### What is expected
Reproduce the passage from the speech on the coalition's superannuation and paid parental leave policies word for word, from "We know that" up to and including "public policy generally.".

### Selected excerpt

-*-*-

That is unfortunately typical not just of this government's approach to superannuation, the coalition's traditional scepticism of superannuation, but also of the coalition's inverse approach to taxation policy and to social policy generally. This idea that you give tax breaks to the rich while taking away tax breaks from the very poor is unfortunately very consistent with the coalition's approach to public policy—another obvious example being the paid parental leave scheme where, the more you earn, the more taxpayer support you get. You could not imagine a more regressive policy, I think. It is funny—you mention it to people from overseas and they are just shocked that a so-called conservative government would come up with such a large cash splash from the public purse. But it is unfortunately consistent with what this government wants to do. It wants to redistribute money towards the well off and away from the less well off. It wants to contribute to inequality, not tackle it.

We know that this government has come under a great deal of fire and pressure not just from economists and community groups but from its own backbench to scrap the ridiculous $20 billion paid parental leave scheme. I hope that it is one of the so-called barnacles that will be scrapped. But, as I say, it is consistent with the way that this government has approached public policy generally.

-*-*-

### Given data
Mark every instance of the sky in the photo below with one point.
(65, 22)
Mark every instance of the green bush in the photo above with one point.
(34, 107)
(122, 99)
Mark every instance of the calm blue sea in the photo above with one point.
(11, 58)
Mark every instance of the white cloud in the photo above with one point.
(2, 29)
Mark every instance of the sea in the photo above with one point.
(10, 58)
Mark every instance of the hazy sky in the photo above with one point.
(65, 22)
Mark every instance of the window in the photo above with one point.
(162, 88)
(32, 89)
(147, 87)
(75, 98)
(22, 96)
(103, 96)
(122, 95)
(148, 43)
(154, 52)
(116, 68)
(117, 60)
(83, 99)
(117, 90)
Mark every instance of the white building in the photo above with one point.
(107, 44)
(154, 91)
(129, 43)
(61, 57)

-*-*-

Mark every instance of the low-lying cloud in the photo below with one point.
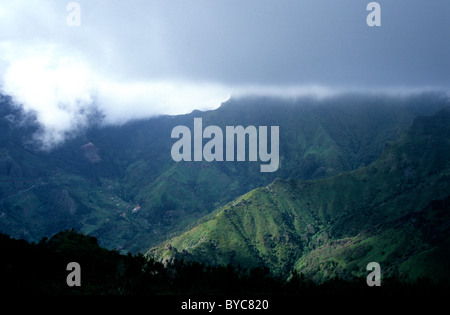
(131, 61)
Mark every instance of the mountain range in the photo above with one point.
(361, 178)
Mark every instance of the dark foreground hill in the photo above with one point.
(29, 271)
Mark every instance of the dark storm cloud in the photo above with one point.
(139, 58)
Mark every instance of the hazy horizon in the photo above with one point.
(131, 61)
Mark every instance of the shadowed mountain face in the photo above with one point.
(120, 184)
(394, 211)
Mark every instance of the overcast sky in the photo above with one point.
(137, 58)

-*-*-

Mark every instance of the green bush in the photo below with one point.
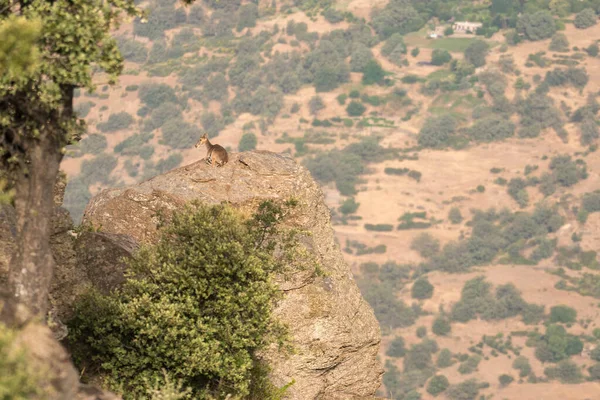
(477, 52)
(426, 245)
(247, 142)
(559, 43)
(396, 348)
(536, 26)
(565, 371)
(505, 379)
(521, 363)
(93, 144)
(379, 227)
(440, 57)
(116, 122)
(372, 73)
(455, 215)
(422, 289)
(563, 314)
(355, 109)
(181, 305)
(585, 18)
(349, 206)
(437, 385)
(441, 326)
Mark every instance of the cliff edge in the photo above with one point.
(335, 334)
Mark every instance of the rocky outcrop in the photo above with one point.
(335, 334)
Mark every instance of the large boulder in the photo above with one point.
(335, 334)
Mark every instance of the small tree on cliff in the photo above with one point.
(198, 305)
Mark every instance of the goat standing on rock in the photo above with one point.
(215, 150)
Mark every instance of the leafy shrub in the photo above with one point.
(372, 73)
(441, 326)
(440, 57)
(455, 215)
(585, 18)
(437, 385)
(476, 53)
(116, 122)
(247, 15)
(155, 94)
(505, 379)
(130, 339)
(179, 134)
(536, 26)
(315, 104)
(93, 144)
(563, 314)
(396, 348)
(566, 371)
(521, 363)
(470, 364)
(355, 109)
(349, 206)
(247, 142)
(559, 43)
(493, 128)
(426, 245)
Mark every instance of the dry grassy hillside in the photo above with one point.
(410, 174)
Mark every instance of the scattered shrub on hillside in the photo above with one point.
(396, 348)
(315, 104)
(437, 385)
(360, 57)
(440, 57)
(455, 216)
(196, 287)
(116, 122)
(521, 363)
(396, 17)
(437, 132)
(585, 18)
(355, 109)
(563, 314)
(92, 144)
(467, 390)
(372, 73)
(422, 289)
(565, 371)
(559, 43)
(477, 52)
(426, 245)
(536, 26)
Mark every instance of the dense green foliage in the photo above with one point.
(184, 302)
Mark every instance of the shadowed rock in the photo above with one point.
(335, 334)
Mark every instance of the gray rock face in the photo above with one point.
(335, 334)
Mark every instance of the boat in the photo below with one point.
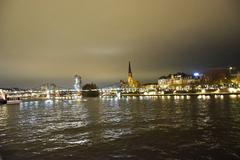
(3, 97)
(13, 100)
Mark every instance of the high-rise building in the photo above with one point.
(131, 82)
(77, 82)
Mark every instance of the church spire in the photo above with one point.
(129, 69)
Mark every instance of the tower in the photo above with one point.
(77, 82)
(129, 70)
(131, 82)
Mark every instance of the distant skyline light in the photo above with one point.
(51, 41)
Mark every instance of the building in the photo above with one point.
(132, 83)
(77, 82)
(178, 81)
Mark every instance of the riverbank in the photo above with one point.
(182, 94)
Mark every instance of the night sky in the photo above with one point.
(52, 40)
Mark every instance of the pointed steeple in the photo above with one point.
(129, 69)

-*-*-

### Output of the task
We know that this government has come under a great deal of fire and pressure not just from economists and community groups but from its own backbench to scrap the ridiculous $20 billion paid parental leave scheme. I hope that it is one of the so-called barnacles that will be scrapped. But, as I say, it is consistent with the way that this government has approached public policy generally.